▸ Exercise goal:
Turn the items into a Markdown table with the columns Nr and Line, starting with the line that contains "Phrase -- pink stem" and going on through the line that contains "(1113, 908)". Leave out any blank lines.

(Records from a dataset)

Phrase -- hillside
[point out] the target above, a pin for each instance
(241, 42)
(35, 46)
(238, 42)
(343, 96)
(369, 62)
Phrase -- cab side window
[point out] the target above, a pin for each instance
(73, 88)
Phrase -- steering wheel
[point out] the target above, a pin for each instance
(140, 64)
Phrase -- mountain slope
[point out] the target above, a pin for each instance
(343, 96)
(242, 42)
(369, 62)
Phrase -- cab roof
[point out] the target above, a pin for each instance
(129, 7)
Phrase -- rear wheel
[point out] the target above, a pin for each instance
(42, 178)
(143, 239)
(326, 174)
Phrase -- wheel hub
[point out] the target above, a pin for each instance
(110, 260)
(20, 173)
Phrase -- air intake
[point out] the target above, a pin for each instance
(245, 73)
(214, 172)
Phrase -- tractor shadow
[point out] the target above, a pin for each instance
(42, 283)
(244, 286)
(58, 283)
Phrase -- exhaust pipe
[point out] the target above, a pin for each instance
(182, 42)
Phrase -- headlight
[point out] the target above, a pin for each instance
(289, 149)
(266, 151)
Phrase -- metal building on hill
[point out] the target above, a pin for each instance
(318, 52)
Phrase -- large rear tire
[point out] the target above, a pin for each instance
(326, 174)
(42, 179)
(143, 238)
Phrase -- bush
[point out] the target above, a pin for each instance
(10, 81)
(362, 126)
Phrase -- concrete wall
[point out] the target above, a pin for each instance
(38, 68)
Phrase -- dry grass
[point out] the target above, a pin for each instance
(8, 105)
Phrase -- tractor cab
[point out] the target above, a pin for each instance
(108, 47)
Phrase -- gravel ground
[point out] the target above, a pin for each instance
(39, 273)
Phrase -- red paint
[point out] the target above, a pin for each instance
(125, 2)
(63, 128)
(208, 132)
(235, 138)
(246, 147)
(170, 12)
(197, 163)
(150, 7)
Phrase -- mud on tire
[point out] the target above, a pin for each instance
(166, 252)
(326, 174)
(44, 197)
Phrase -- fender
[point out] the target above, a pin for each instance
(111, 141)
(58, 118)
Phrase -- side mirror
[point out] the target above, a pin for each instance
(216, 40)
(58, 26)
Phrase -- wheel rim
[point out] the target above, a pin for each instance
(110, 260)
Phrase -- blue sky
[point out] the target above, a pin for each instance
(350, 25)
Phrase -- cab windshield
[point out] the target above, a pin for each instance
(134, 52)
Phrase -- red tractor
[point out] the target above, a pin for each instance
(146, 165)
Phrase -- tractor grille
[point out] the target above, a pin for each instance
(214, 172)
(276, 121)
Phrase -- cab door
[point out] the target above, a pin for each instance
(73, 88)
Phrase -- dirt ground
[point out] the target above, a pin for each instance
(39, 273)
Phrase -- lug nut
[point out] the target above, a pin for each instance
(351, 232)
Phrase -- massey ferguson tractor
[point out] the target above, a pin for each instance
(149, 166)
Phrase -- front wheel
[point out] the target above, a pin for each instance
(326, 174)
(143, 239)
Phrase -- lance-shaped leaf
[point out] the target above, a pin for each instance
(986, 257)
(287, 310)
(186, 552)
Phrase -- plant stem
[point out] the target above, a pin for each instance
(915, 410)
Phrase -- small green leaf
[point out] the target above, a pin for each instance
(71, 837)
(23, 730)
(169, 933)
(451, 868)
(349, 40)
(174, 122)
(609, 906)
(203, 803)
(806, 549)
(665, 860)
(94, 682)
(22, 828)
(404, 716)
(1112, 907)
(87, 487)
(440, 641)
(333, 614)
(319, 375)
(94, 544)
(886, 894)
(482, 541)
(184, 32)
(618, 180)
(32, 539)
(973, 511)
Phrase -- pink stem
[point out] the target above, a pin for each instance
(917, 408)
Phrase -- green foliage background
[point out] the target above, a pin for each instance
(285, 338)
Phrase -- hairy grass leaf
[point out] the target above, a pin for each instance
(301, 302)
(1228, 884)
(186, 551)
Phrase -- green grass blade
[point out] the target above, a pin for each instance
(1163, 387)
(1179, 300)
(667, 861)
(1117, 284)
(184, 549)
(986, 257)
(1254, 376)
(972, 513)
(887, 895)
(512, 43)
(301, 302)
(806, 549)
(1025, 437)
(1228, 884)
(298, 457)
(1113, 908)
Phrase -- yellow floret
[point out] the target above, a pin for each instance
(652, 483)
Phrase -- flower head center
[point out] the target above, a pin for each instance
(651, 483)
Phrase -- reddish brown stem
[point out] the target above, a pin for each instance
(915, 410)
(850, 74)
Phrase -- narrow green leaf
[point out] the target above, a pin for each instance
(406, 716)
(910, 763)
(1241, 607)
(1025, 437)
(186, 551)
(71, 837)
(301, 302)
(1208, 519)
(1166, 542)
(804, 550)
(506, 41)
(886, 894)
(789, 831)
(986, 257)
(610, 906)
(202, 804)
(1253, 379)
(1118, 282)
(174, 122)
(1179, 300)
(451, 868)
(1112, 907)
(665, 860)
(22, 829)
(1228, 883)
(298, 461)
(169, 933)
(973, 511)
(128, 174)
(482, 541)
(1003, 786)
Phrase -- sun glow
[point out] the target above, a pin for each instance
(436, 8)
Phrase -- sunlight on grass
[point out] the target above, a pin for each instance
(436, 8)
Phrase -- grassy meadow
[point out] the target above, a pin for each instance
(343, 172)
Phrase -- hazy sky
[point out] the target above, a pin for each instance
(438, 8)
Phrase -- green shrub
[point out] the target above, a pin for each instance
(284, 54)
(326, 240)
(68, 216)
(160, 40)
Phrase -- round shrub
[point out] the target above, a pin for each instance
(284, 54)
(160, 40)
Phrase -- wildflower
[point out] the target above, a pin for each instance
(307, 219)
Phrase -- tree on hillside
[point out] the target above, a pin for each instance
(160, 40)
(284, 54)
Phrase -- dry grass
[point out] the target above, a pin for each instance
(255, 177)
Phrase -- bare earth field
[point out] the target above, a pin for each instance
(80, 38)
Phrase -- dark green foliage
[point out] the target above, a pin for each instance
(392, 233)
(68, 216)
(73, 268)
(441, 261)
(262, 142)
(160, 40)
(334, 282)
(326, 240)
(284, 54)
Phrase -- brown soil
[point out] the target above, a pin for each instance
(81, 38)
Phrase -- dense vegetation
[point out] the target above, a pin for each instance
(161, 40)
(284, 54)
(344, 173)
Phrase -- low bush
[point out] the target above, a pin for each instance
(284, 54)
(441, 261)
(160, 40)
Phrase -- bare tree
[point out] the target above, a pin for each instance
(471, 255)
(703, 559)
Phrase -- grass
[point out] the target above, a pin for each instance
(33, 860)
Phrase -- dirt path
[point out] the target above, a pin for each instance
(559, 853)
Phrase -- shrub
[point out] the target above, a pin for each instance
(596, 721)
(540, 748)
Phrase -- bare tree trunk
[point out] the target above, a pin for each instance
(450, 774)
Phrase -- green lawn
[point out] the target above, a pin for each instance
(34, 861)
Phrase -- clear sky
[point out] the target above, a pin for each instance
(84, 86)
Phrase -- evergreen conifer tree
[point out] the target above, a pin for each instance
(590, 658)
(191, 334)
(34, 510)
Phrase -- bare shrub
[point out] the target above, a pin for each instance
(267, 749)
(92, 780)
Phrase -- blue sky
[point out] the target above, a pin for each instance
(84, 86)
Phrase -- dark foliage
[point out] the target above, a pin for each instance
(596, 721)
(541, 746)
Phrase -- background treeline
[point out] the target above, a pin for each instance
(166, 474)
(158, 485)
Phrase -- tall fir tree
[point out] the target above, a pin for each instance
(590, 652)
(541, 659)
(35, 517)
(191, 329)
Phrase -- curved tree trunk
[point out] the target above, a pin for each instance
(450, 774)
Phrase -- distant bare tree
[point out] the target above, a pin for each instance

▸ Finished task:
| Nr | Line |
|---|---|
| 1 | Phrase -- pink stem |
| 2 | [point out] the target above, a pin for each instance |
| 3 | (917, 408) |
| 4 | Phrase -- green foliage background |
| 5 | [point out] the target above, a pin for each instance |
| 6 | (285, 338) |
| 7 | Phrase -- hairy grass leaf |
| 8 | [point out] the target above, a pin for each instance |
| 9 | (301, 302) |
| 10 | (1228, 884) |
| 11 | (186, 551) |
| 12 | Phrase -- green grass blade |
| 13 | [point out] the target above, a pin for each instance |
| 14 | (1163, 387) |
| 15 | (1179, 300) |
| 16 | (667, 861) |
| 17 | (1117, 284) |
| 18 | (184, 549) |
| 19 | (986, 257) |
| 20 | (1254, 376) |
| 21 | (972, 513) |
| 22 | (887, 895) |
| 23 | (512, 43) |
| 24 | (301, 302) |
| 25 | (806, 549) |
| 26 | (1025, 437) |
| 27 | (1228, 884) |
| 28 | (298, 457) |
| 29 | (1113, 908) |